- Short problem A: Reproduce word for word everything from "Ark’s parents came" down to "to the ship." in the article on Wong Kim Ark's case below.
==== Passage provided ====
"The Voice of the New Due Process Army" ————– Musings on Events in U.S. Immigration Court, Immigration Law, Sports, Music, Politics, and Other Random Topics by Retired United States Immigration Judge (Arlington, Virginia) and former Chairman of the Board of Immigration Appeals PAUL WICKHAM SCHMIDT and DR. ALICIA TRICHE, expert brief writer, practical scholar, emeritus Editor-in-Chief of The Green Card (FBA), and 2022 Federal Bar Association Immigration Section Lawyer of the Year. She is a/k/a “Delta Ondine,” a blues-based alt-rock singer-songwriter, who performs regularly in Memphis, where she hosts her own Blues Brunch series, and will soon be recording her first full, professional album. Stay tuned! 🎶 To see our complete professional bios, just click on the link below.
As immigrants and their families continue to grapple with Donald Trump’s intent to end birthright citizenship, one Chinese-American’s 1898 case makes the prospect of such a move not so simple.
Wong Kim Ark, a restaurant cook who was born in San Francisco, was barred from reentering the U.S. after a trip to visit his parents in China. Ark was arrested, and his case eventually made it to the Supreme Court, where judges ruled that under the 14th Amendment, anyone born in the U.S. is automatically a citizen.
Though Trump claimed he could sign an executive order to revoke the current birthright citizenship policy, Ark’s case set a precedent that’s remained the law of the land for more than a century. In fact, the policy could likely only be changed through a constitutional amendment.
“The bigger issue for us as a country is how do we create more pathways to citizenship, not whether we should cut it off,” Aarti Kohli, executive director of Advancing Justice ― Asian Law Caucus, told HuffPost. We have a lot of people who already call America home who should have the opportunity to become citizens.
DEPARTMENT OF JUSTICE/NATIONAL ARCHIVES
Wong Kim Ark, a cook born in San Francisco, was barred from reentering the U.S. after visiting his parents in China.
Ark’s parents had arrived in the U.S. from China during a time of fierce anti-Chinese sentiment. The era had birthed the Chinese Exclusion Act, legislation that put a 10-year moratorium on Chinese labor immigration. The act also barred courts from granting Chinese immigrants citizenship.
Ark’s parents came to the country seeking U.S. citizenship but eventually left after the act had cut off any pathway to citizenship status. They had also feared the vigilante violence that often targeted Chinese immigrants at the time. In fact, the largest lynching in American history occurred in 1871. Hundreds had descended upon Los Angeles’ Chinatown, and the mob lynched an estimated 17 to 20 Chinese immigrants.
But Ark himself had a life in the United States, and, though he had traveled to China before and had been readmitted into the U.S. without any issues, his 1895 trip presented a host of problems. Authorities ordered the Chinese-American to return to the ship.
==== Input records ====
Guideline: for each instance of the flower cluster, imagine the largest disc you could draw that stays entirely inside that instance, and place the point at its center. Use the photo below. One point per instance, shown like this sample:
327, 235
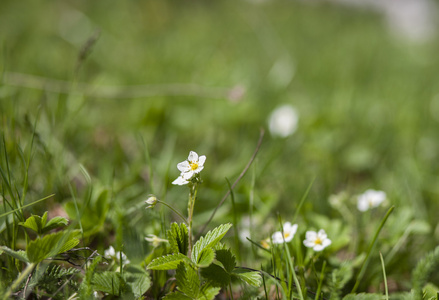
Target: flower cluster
189, 168
316, 240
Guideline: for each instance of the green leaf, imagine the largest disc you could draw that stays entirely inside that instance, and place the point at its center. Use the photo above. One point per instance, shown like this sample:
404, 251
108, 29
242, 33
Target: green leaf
251, 277
227, 259
51, 245
209, 240
178, 238
205, 258
187, 280
208, 292
108, 282
363, 296
34, 223
216, 275
139, 282
55, 223
167, 262
20, 254
176, 296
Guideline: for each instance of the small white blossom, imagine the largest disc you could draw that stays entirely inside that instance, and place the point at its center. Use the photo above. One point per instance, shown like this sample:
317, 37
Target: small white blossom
154, 240
317, 240
110, 252
288, 233
370, 199
152, 201
283, 121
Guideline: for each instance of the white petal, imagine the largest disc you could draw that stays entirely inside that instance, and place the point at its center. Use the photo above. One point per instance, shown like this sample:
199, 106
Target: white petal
193, 156
201, 160
198, 170
277, 238
180, 181
187, 175
183, 166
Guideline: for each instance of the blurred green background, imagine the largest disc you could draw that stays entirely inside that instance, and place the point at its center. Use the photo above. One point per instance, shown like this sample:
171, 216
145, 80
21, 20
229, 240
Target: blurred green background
127, 88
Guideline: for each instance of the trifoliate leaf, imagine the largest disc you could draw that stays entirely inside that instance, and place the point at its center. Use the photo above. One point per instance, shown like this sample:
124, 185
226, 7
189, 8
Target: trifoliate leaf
187, 280
205, 258
216, 275
108, 282
167, 262
178, 238
209, 240
51, 245
227, 259
55, 223
251, 277
20, 254
208, 292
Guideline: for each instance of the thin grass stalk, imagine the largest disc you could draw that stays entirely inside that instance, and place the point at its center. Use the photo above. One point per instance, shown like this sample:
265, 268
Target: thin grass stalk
369, 251
385, 277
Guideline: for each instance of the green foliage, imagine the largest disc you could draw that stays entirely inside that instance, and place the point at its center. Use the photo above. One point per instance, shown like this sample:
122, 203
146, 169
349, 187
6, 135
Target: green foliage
167, 262
187, 280
40, 224
423, 270
51, 245
178, 238
209, 240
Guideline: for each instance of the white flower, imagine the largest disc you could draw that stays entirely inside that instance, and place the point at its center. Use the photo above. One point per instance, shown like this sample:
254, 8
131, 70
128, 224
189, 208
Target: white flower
154, 240
283, 121
288, 233
152, 201
110, 252
317, 240
188, 168
180, 181
370, 199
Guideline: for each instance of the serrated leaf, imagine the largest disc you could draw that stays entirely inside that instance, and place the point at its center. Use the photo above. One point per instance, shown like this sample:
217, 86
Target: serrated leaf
167, 262
20, 254
251, 277
34, 223
138, 282
55, 223
206, 257
178, 238
51, 245
187, 280
363, 296
108, 282
176, 296
209, 240
227, 259
208, 292
216, 275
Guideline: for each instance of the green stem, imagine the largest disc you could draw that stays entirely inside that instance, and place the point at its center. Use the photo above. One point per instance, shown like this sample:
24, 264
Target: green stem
20, 278
369, 251
174, 210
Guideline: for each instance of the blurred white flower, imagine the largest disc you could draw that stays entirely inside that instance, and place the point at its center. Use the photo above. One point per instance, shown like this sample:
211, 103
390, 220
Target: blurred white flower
370, 199
317, 240
283, 121
110, 252
152, 201
154, 240
288, 233
188, 168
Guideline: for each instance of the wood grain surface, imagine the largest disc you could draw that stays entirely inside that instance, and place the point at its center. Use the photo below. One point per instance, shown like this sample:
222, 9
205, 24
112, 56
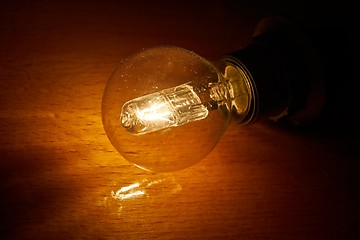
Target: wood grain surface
60, 178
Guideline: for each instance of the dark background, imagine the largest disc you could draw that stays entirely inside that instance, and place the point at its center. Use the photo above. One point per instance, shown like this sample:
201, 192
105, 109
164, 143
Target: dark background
57, 167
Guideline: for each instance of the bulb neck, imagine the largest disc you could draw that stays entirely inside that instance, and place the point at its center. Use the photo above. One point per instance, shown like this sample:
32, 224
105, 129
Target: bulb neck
282, 69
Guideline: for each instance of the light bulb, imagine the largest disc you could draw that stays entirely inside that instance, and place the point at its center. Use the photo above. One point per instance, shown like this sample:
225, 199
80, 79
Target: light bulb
165, 108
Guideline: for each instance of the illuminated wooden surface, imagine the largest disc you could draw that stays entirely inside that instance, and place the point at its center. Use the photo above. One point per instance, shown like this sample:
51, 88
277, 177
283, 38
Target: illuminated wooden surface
58, 168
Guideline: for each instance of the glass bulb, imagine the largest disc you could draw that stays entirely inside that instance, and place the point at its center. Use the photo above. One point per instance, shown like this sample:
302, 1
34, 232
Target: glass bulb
165, 108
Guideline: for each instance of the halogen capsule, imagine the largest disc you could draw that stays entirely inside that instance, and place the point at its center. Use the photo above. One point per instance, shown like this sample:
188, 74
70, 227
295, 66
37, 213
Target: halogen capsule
161, 110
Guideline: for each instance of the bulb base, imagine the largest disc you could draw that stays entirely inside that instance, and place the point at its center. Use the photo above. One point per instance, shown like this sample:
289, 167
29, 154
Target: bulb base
286, 73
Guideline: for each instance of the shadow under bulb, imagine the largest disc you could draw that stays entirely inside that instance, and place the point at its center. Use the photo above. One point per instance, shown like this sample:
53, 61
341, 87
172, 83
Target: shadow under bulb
165, 108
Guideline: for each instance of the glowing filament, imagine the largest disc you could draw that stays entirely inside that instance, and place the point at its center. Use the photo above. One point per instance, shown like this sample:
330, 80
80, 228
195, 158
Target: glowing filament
164, 109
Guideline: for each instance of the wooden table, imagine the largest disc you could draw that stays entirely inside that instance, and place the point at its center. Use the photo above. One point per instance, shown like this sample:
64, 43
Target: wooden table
62, 179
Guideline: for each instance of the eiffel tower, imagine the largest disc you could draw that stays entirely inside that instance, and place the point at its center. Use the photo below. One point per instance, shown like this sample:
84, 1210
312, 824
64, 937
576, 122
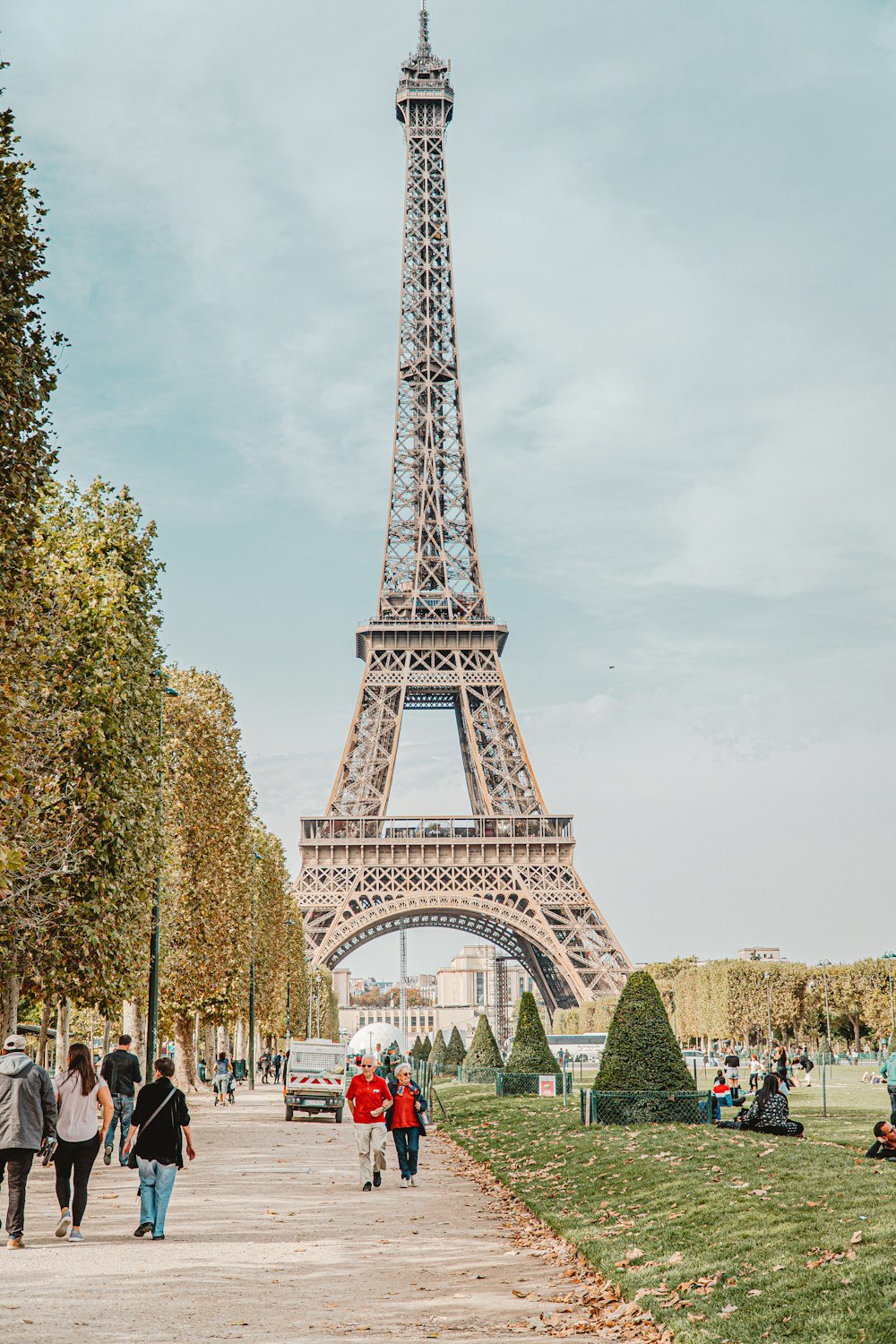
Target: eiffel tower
504, 871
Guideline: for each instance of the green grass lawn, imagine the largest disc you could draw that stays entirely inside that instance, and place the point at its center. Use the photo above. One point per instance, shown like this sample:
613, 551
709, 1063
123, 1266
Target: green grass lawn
721, 1236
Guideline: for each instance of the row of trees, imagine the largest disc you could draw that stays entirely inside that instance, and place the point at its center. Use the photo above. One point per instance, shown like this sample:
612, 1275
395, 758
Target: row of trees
530, 1051
731, 1000
108, 782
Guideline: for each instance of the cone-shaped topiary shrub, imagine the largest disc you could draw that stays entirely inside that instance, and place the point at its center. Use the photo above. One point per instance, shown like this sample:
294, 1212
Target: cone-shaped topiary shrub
641, 1053
454, 1051
437, 1058
484, 1056
530, 1053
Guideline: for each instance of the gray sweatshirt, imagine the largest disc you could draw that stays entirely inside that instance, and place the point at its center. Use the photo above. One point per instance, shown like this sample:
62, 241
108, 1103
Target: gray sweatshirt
27, 1102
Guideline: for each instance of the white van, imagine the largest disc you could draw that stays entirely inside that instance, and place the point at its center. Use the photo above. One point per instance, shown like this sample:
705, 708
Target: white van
314, 1078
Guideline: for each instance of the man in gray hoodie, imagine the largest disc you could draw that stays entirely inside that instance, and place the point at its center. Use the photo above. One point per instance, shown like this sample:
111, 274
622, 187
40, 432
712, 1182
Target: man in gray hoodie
27, 1120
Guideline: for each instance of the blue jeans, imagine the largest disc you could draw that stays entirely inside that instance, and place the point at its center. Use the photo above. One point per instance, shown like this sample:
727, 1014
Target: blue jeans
156, 1185
408, 1144
121, 1113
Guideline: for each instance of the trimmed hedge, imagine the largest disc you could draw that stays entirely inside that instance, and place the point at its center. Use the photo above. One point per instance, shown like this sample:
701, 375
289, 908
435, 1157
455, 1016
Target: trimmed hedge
641, 1053
484, 1048
454, 1051
437, 1055
530, 1053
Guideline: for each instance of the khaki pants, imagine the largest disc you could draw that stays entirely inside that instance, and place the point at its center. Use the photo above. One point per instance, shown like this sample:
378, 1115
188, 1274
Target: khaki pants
371, 1150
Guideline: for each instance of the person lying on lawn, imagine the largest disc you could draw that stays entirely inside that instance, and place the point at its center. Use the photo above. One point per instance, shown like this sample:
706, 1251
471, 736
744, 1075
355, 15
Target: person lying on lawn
884, 1142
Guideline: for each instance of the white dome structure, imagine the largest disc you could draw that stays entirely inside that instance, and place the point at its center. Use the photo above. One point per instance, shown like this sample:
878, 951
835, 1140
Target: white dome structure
366, 1039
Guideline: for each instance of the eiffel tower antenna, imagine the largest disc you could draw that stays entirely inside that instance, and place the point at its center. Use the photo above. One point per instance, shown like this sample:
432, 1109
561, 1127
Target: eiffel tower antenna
503, 873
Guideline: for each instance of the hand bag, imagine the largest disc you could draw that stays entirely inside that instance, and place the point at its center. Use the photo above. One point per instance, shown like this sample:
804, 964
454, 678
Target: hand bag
132, 1155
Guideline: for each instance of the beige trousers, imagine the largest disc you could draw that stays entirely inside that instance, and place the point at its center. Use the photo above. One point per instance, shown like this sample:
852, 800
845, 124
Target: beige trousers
371, 1150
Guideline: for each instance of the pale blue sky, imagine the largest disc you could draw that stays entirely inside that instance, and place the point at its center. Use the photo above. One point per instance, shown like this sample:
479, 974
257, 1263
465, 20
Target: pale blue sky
673, 231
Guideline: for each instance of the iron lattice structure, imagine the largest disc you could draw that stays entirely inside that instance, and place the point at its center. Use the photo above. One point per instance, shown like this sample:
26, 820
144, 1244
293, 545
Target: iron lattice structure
505, 873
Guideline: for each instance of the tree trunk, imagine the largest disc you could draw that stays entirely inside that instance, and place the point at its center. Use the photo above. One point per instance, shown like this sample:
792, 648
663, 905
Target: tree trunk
134, 1023
45, 1030
64, 1021
8, 1004
185, 1073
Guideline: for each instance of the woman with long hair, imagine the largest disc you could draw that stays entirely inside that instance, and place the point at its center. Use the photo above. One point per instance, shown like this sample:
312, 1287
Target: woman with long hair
80, 1090
769, 1113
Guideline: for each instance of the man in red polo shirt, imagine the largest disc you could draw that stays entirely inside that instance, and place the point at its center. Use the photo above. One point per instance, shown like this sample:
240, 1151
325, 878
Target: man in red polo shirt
368, 1099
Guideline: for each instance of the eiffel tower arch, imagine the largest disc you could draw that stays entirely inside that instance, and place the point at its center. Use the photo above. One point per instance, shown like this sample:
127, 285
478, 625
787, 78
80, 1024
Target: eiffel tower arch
505, 870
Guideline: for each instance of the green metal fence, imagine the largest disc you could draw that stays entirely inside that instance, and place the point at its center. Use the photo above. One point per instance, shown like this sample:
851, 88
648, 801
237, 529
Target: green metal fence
645, 1107
508, 1083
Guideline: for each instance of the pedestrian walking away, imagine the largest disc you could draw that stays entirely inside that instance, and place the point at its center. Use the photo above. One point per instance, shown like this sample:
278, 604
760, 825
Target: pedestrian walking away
732, 1073
405, 1120
78, 1090
368, 1099
121, 1070
27, 1124
807, 1064
159, 1121
888, 1074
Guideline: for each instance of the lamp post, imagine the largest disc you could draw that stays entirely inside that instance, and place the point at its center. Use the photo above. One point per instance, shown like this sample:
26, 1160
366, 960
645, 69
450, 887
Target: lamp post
155, 927
252, 986
888, 959
289, 976
823, 972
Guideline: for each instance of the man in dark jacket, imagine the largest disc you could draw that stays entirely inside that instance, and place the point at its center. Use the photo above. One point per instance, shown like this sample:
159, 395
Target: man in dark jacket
160, 1116
121, 1070
27, 1121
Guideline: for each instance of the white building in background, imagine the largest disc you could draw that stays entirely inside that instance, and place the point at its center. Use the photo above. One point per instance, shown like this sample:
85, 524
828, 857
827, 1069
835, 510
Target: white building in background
460, 994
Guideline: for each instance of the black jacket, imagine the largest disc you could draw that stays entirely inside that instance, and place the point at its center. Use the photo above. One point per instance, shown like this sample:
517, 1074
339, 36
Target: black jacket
160, 1139
121, 1072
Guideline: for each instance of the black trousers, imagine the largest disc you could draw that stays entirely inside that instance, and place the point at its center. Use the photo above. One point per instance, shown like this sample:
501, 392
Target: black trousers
16, 1161
78, 1159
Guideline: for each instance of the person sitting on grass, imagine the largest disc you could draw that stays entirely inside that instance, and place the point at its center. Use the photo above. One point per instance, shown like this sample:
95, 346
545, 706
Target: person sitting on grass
884, 1142
769, 1113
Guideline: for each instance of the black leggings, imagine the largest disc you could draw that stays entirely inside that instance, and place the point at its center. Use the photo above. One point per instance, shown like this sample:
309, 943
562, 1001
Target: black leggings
80, 1158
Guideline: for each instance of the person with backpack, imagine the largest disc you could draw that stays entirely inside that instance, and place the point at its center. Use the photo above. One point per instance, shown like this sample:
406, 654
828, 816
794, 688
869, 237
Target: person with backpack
155, 1136
27, 1125
80, 1090
121, 1070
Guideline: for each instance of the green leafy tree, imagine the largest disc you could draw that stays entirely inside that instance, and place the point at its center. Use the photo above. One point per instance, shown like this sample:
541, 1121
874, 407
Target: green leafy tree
530, 1053
484, 1056
454, 1051
86, 820
27, 376
641, 1054
437, 1056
====
- Short problem B: Return each line of the rows above that contains the string "foliage".

- Full answer A:
Ark’s parents came to the country seeking U.S. citizenship but eventually left after the act had cut off any pathway to citizenship status. They had also feared the vigilante violence that often targeted Chinese immigrants at the time. In fact, the largest lynching in American history occurred in 1871. Hundreds had descended upon Los Angeles’ Chinatown, and the mob lynched an estimated 17 to 20 Chinese immigrants.
But Ark himself had a life in the United States, and, though he had traveled to China before and had been readmitted into the U.S. without any issues, his 1895 trip presented a host of problems. Authorities ordered the Chinese-American to return to the ship.

- Full answer B:
Guideline: for each instance of the green foliage, imagine the largest disc you could draw that stays entirely inside that instance, and place the point at its center. Use the photo above. One point per instance, shown like this sample:
Target: green foliage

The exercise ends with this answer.